_Problem set_.
(a) In the passage on managing a child's allergies, what is the only way to have a significant impact on a child's exposure to allergens from a pet that lives in the home?
(b) Carry on the passage about managing a child's allergies, picking up right after its final sentence.

Allergy testing should be performed to determine whether your child is allergic to any environmental allergens.
An important step in managing allergy symptoms is avoidance of the allergens that trigger the symptoms.
If your child is allergic to pets, the addition of pets to your family would not be recommended. If your child has allergy symptoms and is allergic to a pet that lives in your home, the only way to have a significant impact on your child's exposure to pet allergens is to find the pet a new home.
If your child is allergic to pests in the home, professional extermination, sealing holes and cracks that serve as entry points for pests, storing foods in plastic containers with lids and meticulous clean-up of food remains can help to eliminate pests and reduce allergen levels.

_Data excerpts_.
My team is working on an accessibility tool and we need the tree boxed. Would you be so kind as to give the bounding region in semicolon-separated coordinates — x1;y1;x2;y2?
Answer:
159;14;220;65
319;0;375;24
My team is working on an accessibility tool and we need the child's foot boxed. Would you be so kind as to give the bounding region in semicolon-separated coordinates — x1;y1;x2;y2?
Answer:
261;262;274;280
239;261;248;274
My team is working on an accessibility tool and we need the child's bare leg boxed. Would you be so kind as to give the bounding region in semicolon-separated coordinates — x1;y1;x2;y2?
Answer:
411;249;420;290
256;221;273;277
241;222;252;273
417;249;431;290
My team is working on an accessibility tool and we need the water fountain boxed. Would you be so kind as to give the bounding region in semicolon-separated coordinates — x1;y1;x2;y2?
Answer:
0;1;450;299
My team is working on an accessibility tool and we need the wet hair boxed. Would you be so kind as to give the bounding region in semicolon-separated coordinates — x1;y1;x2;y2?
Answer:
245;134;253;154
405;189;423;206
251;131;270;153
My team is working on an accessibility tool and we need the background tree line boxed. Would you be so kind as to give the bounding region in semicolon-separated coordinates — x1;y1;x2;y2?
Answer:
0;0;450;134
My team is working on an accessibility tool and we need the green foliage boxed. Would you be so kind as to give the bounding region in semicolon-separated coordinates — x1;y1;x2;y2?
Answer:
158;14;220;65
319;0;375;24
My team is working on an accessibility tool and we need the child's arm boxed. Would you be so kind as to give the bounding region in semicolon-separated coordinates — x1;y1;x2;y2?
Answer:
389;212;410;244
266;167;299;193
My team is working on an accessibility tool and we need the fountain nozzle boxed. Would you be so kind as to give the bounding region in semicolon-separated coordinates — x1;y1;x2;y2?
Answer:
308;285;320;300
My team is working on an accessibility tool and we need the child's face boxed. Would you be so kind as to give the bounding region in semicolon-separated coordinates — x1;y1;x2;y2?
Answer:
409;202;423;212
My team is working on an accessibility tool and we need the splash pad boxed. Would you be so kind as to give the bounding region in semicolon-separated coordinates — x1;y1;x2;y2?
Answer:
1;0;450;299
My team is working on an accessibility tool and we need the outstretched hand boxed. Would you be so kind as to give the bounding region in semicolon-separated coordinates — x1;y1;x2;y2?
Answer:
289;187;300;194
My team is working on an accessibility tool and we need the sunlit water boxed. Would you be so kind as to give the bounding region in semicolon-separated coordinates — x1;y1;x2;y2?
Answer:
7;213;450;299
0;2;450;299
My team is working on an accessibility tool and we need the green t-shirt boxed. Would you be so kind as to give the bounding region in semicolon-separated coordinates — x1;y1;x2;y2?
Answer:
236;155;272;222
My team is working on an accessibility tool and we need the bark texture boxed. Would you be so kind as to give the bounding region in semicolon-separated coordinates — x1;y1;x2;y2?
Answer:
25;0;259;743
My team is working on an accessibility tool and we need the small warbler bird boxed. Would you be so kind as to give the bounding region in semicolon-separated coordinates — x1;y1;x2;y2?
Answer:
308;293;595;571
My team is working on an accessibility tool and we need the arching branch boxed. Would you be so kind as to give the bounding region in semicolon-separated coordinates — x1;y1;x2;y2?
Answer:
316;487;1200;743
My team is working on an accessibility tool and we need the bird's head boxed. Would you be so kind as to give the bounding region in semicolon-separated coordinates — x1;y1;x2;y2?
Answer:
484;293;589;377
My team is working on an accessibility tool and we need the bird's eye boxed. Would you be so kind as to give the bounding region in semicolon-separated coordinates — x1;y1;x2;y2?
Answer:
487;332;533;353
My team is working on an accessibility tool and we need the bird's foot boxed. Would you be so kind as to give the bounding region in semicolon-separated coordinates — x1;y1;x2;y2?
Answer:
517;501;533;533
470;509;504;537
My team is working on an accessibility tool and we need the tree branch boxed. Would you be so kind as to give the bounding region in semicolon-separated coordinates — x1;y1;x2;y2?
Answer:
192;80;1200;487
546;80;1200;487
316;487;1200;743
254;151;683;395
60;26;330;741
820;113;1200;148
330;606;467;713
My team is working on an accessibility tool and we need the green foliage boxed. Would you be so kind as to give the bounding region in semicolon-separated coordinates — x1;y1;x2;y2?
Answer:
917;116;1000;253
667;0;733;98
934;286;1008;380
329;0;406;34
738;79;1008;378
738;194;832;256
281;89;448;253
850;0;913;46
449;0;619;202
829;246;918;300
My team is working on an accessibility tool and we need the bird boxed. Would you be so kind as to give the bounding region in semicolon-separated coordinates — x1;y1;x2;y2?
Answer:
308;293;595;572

...

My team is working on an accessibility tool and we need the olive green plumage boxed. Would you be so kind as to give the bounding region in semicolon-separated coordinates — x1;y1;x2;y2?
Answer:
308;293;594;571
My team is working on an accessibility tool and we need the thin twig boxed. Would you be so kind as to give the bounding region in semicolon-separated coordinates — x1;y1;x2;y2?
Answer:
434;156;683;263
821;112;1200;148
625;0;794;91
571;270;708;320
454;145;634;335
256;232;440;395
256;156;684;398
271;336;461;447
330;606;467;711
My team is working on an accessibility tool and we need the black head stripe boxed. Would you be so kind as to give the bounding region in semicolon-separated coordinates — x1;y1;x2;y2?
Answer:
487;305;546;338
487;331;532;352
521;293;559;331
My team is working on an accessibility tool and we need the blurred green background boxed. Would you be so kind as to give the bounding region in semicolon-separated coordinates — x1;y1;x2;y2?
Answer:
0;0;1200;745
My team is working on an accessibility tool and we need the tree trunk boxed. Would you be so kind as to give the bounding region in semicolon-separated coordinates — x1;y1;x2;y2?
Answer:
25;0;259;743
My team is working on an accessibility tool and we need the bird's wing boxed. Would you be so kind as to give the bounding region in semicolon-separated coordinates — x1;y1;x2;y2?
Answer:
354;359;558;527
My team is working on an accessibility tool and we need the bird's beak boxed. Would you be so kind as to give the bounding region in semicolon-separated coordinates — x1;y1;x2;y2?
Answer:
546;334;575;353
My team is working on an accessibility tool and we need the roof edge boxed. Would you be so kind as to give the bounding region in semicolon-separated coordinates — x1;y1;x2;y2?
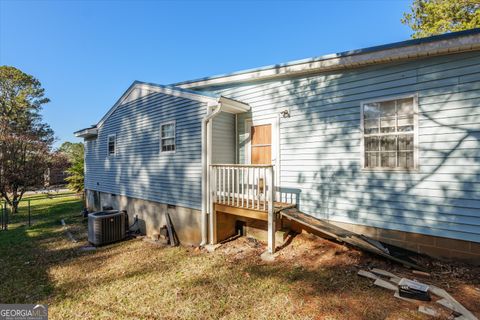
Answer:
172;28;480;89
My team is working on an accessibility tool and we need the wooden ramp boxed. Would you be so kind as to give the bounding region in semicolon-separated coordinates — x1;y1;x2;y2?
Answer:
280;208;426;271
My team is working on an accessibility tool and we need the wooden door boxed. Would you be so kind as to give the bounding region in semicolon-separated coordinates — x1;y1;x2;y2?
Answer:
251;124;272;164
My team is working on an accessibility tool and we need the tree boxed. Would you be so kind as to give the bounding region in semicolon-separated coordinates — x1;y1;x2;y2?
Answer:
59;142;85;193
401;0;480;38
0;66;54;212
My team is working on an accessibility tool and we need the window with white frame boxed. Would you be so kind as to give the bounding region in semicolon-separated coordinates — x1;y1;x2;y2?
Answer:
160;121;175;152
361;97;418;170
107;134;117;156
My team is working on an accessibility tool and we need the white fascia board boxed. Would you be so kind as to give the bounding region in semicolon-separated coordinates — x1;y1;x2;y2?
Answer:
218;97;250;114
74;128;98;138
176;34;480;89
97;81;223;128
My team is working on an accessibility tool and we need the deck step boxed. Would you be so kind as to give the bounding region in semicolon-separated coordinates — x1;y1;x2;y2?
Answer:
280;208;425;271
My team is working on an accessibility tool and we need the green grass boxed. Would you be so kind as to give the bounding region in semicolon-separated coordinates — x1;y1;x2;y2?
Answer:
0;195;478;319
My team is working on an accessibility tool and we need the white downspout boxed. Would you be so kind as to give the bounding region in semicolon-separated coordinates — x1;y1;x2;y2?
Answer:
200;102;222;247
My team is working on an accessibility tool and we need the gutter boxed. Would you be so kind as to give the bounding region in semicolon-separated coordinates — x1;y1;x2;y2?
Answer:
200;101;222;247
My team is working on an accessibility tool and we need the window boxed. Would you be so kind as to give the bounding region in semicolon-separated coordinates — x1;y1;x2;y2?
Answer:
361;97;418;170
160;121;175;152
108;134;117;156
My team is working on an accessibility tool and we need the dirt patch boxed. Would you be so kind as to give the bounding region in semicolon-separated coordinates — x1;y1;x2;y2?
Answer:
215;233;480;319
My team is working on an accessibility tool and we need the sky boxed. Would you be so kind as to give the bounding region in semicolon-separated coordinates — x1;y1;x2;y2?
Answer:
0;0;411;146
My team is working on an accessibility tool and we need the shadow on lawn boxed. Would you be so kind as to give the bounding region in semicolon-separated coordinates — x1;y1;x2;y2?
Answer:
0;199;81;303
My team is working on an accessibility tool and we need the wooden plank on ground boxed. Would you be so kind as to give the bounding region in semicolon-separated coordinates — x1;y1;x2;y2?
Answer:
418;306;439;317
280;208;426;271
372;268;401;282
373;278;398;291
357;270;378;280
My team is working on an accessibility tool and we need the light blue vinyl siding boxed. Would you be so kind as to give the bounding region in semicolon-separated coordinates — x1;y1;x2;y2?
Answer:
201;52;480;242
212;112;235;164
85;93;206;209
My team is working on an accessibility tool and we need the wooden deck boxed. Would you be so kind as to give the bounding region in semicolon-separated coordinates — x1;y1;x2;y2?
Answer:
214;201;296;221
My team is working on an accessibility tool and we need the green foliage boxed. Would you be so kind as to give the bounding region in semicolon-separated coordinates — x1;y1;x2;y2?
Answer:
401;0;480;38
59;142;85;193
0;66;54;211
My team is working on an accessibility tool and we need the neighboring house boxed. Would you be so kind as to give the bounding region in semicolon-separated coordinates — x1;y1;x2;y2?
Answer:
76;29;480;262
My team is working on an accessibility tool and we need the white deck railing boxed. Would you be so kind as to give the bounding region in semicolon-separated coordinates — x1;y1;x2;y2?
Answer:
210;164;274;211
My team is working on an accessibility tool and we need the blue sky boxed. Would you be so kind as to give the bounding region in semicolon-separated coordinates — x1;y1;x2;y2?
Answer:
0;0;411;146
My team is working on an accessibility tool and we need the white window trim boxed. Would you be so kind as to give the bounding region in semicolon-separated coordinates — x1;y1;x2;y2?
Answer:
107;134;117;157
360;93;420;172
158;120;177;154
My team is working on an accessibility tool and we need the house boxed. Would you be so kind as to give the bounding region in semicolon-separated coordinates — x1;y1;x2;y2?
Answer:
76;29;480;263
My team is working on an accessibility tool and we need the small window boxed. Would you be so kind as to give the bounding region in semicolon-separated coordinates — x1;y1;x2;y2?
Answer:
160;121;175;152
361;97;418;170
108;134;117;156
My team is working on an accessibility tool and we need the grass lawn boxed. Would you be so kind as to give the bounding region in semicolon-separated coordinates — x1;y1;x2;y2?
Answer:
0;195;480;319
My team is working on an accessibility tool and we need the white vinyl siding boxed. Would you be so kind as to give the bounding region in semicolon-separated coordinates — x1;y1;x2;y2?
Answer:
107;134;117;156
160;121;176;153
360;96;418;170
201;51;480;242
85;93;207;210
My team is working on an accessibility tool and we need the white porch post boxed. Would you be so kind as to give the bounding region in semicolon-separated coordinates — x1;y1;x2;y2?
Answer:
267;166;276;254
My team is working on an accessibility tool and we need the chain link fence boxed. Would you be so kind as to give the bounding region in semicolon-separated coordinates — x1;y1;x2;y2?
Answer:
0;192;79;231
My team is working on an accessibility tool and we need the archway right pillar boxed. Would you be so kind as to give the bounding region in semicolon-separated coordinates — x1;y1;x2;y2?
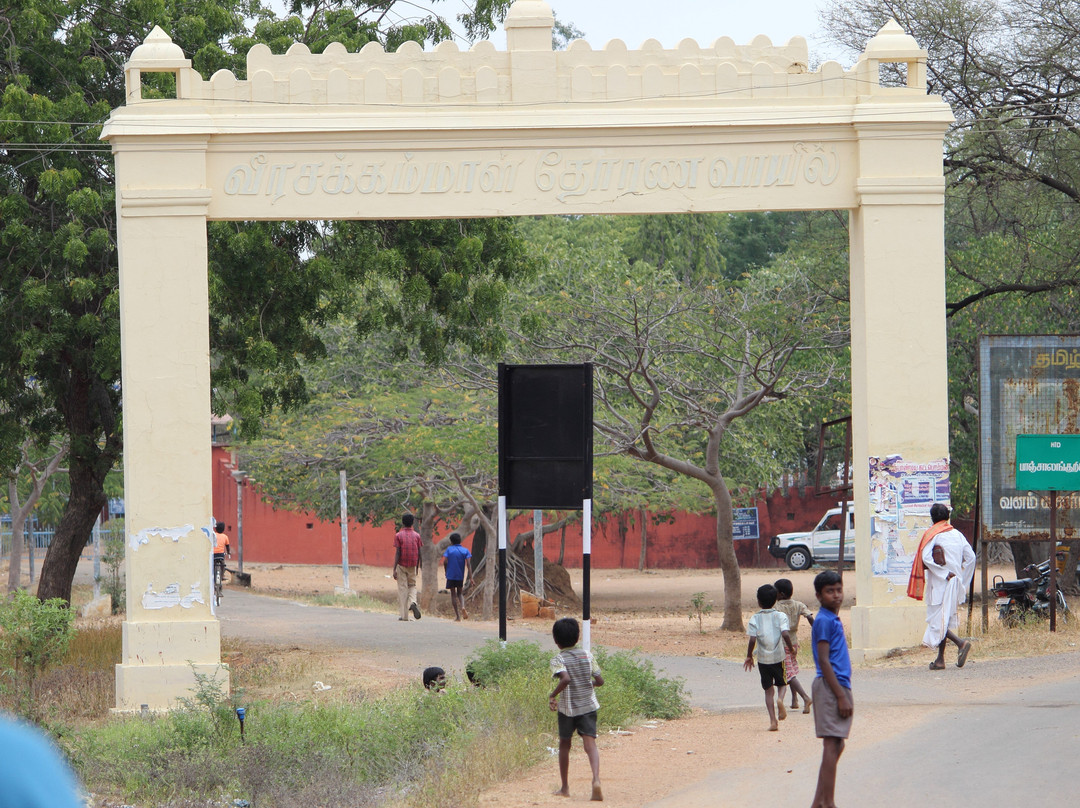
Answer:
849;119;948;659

_Results of the exercise_.
(a) Finding the pet a new home.

(b)
Dust mites congregate where moisture is retained, and food for them (human skin scales) is plentiful. They are especially numerous in bedding, upholstered furniture, and rugs. Padded furnishings such as mattresses, box springs, and pillows should be encased in allergen-proof, zip-up covers, which are available through catalogs and specialized retailers. Wash linens weekly and other bedding, such as blankets, every 1 to 2 weeks in hot water. (The minimum temperature to kill mites is 130 degrees Fahrenheit. If you set your water heater higher than 120 degrees, the recommended temperature to avoid accidental scald burns, take care if young children are present in the home.)
If your child is allergic to outdoor allergens, it can be helpful to use air conditioners when possible. Showering or bathing at the end of the day to remove allergens from body surfaces and hair can also be helpful. For patients with grass pollen allergy, remaining indoors when grass is mowed and avoiding playing in fields of tall grass may be helpful during grass pollen season. Children with allergies to molds should avoid playing in piles of dead leaves in the fall. Pets tracking in and out of the house can also bring pollen and mold indoors.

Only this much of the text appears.